§ Work instruction
Write out the listing below exactly, and omit any images you find in it.

§ Working data
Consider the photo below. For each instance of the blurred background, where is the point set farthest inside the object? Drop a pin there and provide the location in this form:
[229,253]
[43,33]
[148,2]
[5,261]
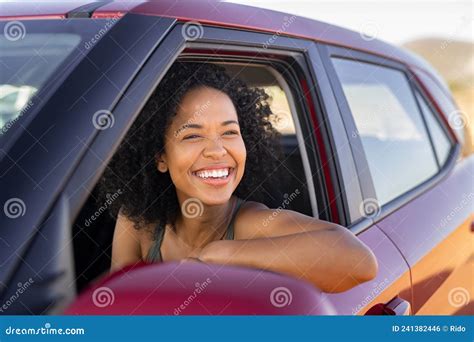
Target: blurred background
[439,31]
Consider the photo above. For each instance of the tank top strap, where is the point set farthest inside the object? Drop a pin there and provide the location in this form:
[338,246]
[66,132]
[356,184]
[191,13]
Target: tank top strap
[154,254]
[230,228]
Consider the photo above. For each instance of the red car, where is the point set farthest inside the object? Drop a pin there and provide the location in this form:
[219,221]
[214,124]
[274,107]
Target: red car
[371,135]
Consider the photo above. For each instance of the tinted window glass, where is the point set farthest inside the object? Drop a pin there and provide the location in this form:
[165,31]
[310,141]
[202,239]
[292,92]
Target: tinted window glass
[390,126]
[440,140]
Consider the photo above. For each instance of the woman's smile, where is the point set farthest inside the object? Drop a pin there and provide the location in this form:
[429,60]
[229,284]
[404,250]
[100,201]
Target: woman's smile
[215,176]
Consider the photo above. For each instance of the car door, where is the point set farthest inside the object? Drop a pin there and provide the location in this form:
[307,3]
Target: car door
[390,292]
[419,189]
[45,145]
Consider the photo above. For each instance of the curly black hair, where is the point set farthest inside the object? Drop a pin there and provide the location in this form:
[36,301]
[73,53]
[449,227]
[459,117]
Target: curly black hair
[148,196]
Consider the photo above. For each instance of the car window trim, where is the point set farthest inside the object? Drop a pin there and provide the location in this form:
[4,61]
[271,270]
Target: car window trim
[212,36]
[367,187]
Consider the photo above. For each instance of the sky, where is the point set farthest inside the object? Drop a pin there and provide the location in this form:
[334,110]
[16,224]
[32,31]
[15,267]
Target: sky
[393,21]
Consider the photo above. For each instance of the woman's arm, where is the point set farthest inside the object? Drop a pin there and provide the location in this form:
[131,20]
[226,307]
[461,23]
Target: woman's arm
[323,253]
[126,244]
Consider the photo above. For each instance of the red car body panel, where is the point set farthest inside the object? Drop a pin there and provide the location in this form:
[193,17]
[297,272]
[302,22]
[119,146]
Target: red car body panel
[193,288]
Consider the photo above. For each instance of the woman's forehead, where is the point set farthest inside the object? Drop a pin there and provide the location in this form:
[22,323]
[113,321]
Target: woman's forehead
[205,105]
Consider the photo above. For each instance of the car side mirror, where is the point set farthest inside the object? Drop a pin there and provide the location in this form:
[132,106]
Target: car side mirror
[193,288]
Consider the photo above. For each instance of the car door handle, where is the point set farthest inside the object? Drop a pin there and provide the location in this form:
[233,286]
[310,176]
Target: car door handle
[396,307]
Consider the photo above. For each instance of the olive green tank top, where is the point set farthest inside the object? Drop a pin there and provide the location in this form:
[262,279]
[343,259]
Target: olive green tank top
[154,254]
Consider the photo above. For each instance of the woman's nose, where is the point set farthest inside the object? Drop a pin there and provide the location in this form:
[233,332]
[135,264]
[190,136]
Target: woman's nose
[214,148]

§ Answer to this task
Consider the photo below. For each instance of the blurred background, where is the point set farthest inside the object? Drop a pin there and provide the location in this form:
[229,253]
[43,33]
[148,2]
[5,261]
Target: blurred background
[439,31]
Consider the photo above. For each instance of the tank top strap, where is the point set farthest inside the object? Drop a pin there and provide the location in this form:
[338,246]
[66,132]
[356,184]
[191,13]
Target: tank top strap
[154,254]
[230,228]
Consider the photo above. For each instance of the red car, where is the point set farthest inside the object? Drop a pin there and provide the location in this form:
[219,221]
[214,124]
[274,107]
Target: red car
[371,135]
Consider the photo above. For each instance of the tinted window glass, where is the point set farthest inside the object? Drop a pin there and provide the location in this form:
[165,31]
[310,141]
[202,239]
[292,92]
Target: tinted window glass
[390,126]
[440,140]
Consider the photo above. For each instance of the woman's smile, where is the point set farthest inside the object? Drop a pin there and provide the location in this form:
[429,60]
[229,284]
[404,250]
[100,201]
Target: woman's smile
[215,176]
Consider the photo above. For each instance of the car door, where is the point set farthest inside the object? Drop a pin there and provide the location in this form:
[307,3]
Target: car door
[390,292]
[419,189]
[45,145]
Consider the photo above. For each instance of the curly black hair, where is the point set farthest inside the object? Drop a pin there and provide the location in this form:
[36,301]
[73,53]
[449,227]
[459,117]
Target: curly black hair
[148,196]
Consider the photo above. For each instance of the car window trim, where is the point set farthest inside the object? Drop a pin there and provide the location in this form:
[4,61]
[271,270]
Target: car window trim
[212,36]
[367,187]
Consider the photo above. For each instance of the sky, where is the point set farthest inside the object? Drop a pin there and provide the location in this form:
[334,110]
[16,224]
[32,31]
[15,267]
Target: sky
[393,21]
Consider the photo above. For each instance of the woman's arm, where is the point set farthest inside the object? Drop a pin there and provide the location in this form:
[131,20]
[226,307]
[461,23]
Target: woman's arm
[323,253]
[126,244]
Consider the photo above. For each instance of the red car body panel, where is the point set farthest inside the object? Drop a pin there and provide the location in this form:
[193,17]
[297,272]
[302,22]
[119,146]
Target: red car body panel
[193,288]
Consider the photo above. For each instance of the woman's forehead, where is the point set farthest inside the object? Drop a pin there and provide the location in this form:
[22,323]
[113,321]
Target: woman's forehead
[205,105]
Consider the photo above. For each instance of the car side mirror, where is the point set farthest inside the object? Drop a pin there and provide the location in this form:
[132,106]
Target: car side mirror
[193,288]
Consider the photo above. For each instance of the car door handle, where is the point set farthest inside the object? Drop a pin there and provide the location in this form:
[233,286]
[310,176]
Target: car door handle
[396,307]
Consider the photo above. For each instance of the olive green tank top, where is the point set farthest inside the object? Drop a pin there and provide the location in this form:
[262,279]
[343,259]
Target: olive green tank top
[154,254]
Consider the photo above. For each instance of the woman's nose, where is the point set farthest inside the object? Drop a pin there and provide the location in this form:
[233,332]
[135,264]
[190,136]
Target: woman's nose
[214,148]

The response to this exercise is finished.